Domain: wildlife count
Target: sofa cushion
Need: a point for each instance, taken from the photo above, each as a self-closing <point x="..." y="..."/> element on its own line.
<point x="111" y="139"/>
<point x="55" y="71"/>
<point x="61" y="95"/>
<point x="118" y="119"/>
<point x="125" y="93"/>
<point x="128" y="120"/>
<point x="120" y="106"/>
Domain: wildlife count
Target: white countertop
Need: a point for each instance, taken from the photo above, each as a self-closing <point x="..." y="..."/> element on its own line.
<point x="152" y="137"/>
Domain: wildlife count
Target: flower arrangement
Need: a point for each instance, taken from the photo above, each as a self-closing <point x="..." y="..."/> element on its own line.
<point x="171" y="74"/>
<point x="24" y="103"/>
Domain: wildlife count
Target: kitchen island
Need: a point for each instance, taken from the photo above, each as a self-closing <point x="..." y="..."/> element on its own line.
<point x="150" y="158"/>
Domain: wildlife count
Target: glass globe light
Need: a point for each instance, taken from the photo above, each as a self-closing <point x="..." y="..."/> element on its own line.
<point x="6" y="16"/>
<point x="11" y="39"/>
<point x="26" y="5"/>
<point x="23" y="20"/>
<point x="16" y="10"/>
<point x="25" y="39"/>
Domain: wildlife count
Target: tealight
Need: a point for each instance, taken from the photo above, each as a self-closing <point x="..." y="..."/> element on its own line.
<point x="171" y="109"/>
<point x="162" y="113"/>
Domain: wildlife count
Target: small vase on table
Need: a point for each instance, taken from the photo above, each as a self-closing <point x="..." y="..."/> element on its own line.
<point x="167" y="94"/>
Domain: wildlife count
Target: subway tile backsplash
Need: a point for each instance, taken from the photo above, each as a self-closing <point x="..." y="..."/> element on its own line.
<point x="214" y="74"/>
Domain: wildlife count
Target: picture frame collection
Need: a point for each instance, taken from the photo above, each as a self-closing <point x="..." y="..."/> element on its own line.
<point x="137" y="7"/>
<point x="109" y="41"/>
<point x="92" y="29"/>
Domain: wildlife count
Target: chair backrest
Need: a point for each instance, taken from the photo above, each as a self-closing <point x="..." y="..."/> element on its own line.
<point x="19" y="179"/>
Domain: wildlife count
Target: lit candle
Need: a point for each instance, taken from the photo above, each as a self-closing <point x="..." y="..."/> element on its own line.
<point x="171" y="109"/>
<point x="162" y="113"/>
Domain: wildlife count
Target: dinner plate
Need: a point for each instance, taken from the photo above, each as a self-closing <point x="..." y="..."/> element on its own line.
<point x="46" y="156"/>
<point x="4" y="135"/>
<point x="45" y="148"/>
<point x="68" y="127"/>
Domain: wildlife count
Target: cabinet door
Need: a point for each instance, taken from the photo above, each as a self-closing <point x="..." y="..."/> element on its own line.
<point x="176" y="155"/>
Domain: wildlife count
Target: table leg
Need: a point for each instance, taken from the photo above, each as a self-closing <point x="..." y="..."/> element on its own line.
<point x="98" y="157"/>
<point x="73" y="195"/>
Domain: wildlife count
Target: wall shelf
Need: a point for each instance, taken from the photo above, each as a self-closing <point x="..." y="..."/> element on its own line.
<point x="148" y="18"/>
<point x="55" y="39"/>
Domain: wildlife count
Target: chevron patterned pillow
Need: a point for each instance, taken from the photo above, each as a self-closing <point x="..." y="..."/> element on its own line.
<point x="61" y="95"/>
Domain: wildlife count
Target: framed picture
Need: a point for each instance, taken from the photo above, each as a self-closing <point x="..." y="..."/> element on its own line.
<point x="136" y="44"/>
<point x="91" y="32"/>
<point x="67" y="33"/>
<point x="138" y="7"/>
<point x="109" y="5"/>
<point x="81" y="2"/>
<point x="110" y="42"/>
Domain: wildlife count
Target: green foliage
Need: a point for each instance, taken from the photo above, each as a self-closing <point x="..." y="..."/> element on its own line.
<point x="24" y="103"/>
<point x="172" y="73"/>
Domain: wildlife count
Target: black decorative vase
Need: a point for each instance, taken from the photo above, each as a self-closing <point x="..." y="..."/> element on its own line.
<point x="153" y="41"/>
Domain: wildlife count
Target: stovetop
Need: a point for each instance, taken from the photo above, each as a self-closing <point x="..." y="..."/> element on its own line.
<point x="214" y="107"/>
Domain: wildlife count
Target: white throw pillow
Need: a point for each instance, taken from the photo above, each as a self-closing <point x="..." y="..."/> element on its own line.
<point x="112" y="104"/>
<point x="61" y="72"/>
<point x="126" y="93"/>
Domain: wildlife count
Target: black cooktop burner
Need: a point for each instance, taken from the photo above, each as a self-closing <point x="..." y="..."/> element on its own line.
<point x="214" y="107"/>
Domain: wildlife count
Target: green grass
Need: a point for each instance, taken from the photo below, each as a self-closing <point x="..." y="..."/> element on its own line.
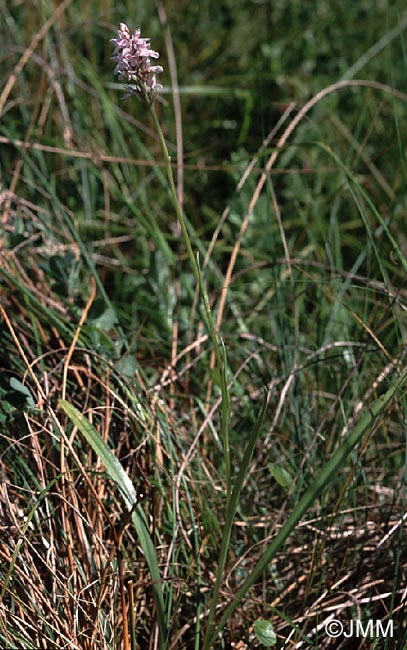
<point x="151" y="497"/>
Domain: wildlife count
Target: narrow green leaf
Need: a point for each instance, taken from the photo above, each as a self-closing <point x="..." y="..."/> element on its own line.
<point x="281" y="475"/>
<point x="328" y="473"/>
<point x="265" y="632"/>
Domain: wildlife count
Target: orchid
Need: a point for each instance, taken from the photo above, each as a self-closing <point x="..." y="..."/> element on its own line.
<point x="132" y="55"/>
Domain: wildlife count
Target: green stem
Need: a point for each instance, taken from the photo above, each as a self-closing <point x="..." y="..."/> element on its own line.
<point x="220" y="353"/>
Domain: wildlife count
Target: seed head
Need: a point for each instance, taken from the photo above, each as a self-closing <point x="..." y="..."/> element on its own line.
<point x="132" y="55"/>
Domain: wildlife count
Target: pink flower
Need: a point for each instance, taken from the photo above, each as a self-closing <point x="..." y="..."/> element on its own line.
<point x="132" y="55"/>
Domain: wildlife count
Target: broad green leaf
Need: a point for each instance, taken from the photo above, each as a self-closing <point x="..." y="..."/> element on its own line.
<point x="118" y="475"/>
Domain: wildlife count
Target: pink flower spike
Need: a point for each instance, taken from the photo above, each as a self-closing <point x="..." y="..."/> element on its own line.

----

#### Objective:
Except for the pictures, print the data above exactly.

#### Answer to the exercise:
Domain: wildlife count
Target: sofa cushion
Need: a point for each instance, taken from the photo above, each as a self-closing <point x="..." y="..."/> element on its own line.
<point x="111" y="139"/>
<point x="55" y="71"/>
<point x="61" y="95"/>
<point x="118" y="119"/>
<point x="125" y="93"/>
<point x="128" y="120"/>
<point x="120" y="106"/>
Domain: wildlife count
Target: white countertop
Need: a point for each instance, taken from the photo above, each as a self-closing <point x="..." y="..."/> element on its own line.
<point x="152" y="137"/>
Domain: wildlife count
Target: flower arrangement
Need: a point for each instance, taken from the photo above, each as a self-closing <point x="..." y="..."/> element on its own line.
<point x="171" y="74"/>
<point x="24" y="103"/>
Domain: wildlife count
Target: kitchen island
Need: a point for each instance, taken from the photo above, each as a self-closing <point x="..." y="..."/> element on its own line.
<point x="150" y="158"/>
Domain: wildlife count
Target: glass globe light
Need: a point for each instance, taken from the photo above, each as a self-closing <point x="..." y="..."/> element on its own line.
<point x="6" y="16"/>
<point x="11" y="39"/>
<point x="26" y="5"/>
<point x="23" y="20"/>
<point x="16" y="10"/>
<point x="25" y="39"/>
Domain: wildlife count
Target: tealight
Need: a point for each instance, taken from the photo above, each as a self-closing <point x="..." y="..."/> element on its own line.
<point x="171" y="109"/>
<point x="162" y="113"/>
Domain: wildlife count
Target: small vase on table
Need: a point for each instance, taken from the photo above, each as a self-closing <point x="..." y="..."/> element on its own line.
<point x="167" y="94"/>
Domain: wildlife count
Target: subway tile backsplash
Need: a point for each instance, taken from the photo above, each as a self-closing <point x="..." y="..."/> element on its own line.
<point x="214" y="74"/>
Domain: wildlife count
Target: picture frame collection
Need: a point for each instance, taken from the photo above, each as a self-closing <point x="..." y="..."/> element on its own line.
<point x="137" y="7"/>
<point x="109" y="41"/>
<point x="92" y="29"/>
Domain: wildlife count
Target: chair backrest
Need: a point for each instance, taken from the photo above, each as a self-closing <point x="..." y="..."/> element on its own line.
<point x="19" y="179"/>
Domain: wildlife count
Target: lit candle
Need: a point for each instance, taken from the photo above, each as a self-closing <point x="..." y="..."/> element on its own line.
<point x="171" y="109"/>
<point x="162" y="113"/>
Domain: wildlife count
Target: dinner plate
Need: a point for each instance, taken from the photo above, each as a self-closing <point x="..." y="..."/> element on its own line.
<point x="46" y="156"/>
<point x="4" y="135"/>
<point x="45" y="148"/>
<point x="68" y="127"/>
Domain: wildlife count
Target: cabinet door
Need: a point for each instance, taken from the photo above, each as a self-closing <point x="..." y="..."/> element on its own line.
<point x="176" y="155"/>
Domain: wildlife count
Target: table leg
Need: a point for each instance, taken from the photo above, each as a self-closing <point x="..." y="..."/> element on its own line.
<point x="98" y="157"/>
<point x="73" y="195"/>
Domain: wildlife count
Target: wall shelf
Need: a point for each instance, taken from the photo above, each as a self-closing <point x="..." y="..."/> element on its own line.
<point x="148" y="18"/>
<point x="55" y="39"/>
Domain: wildlife count
Target: chevron patterned pillow
Need: a point for each instance, taken from the photo above, each as a self-closing <point x="..." y="..."/> element on its own line.
<point x="61" y="95"/>
Domain: wildlife count
Target: framed picture
Need: a point for each instance, taken from the photo above, each as a self-closing <point x="..." y="..."/> element on its own line.
<point x="136" y="44"/>
<point x="91" y="32"/>
<point x="67" y="33"/>
<point x="138" y="7"/>
<point x="109" y="5"/>
<point x="81" y="2"/>
<point x="110" y="42"/>
Domain: wildlife count
Target: green foliage
Need: a point for each instance, taken from the photo above, each as a self-closing <point x="..." y="..."/> element on its own line.
<point x="24" y="103"/>
<point x="172" y="73"/>
Domain: wildlife count
Target: black decorative vase
Need: a point for each instance, taken from the photo above, each as a self-closing <point x="..." y="..."/> element on its own line.
<point x="153" y="41"/>
Domain: wildlife count
Target: stovetop
Need: a point for each instance, taken from the photo above, each as a self-closing <point x="..." y="..."/> element on its own line.
<point x="214" y="107"/>
Domain: wildlife count
Target: white throw pillow
Need: a point for each instance, taken from the photo above, each as a self-closing <point x="..." y="..."/> element on its own line.
<point x="112" y="104"/>
<point x="61" y="72"/>
<point x="126" y="93"/>
Domain: wildlife count
Target: black cooktop burner
Need: a point for each instance, taken from the photo above, each as a self-closing <point x="..." y="..."/> element on its own line.
<point x="214" y="107"/>
Domain: wildlife count
Target: green grass
Need: a point for each instance, taken from the photo below, each as a self-closing <point x="..." y="..."/> element on its own line.
<point x="151" y="497"/>
Domain: wildlife count
Target: narrow green leaf
Need: a point for each instance, taken from the photo above, each as a self-closing <point x="..." y="..."/> element on its own line.
<point x="281" y="475"/>
<point x="328" y="473"/>
<point x="265" y="632"/>
Domain: wildlife count
Target: orchid
Need: a point for each instance, taken from the photo above, each as a self-closing <point x="..." y="..."/> element on its own line.
<point x="132" y="55"/>
Domain: wildlife count
Target: green stem
Need: a point for each instance, taken from the photo above, each as a self-closing <point x="..." y="..."/> element on its own line.
<point x="220" y="353"/>
Domain: wildlife count
Target: seed head
Need: a point for each instance, taken from the photo above, each as a self-closing <point x="..." y="..."/> element on its own line.
<point x="132" y="55"/>
Domain: wildlife count
Target: pink flower
Need: a point for each instance, taken from the photo above, each as a self-closing <point x="..." y="..."/> element on its own line.
<point x="132" y="55"/>
Domain: wildlife count
Target: broad green leaf
Need: a point for each instance, taken from the photo above, each as a self-closing <point x="..." y="..."/> element on its own line.
<point x="118" y="475"/>
Domain: wildlife count
Target: pink flower spike
Need: a point for each instance, taken from the photo above, each as a self-closing <point x="..." y="..."/> element on its own line.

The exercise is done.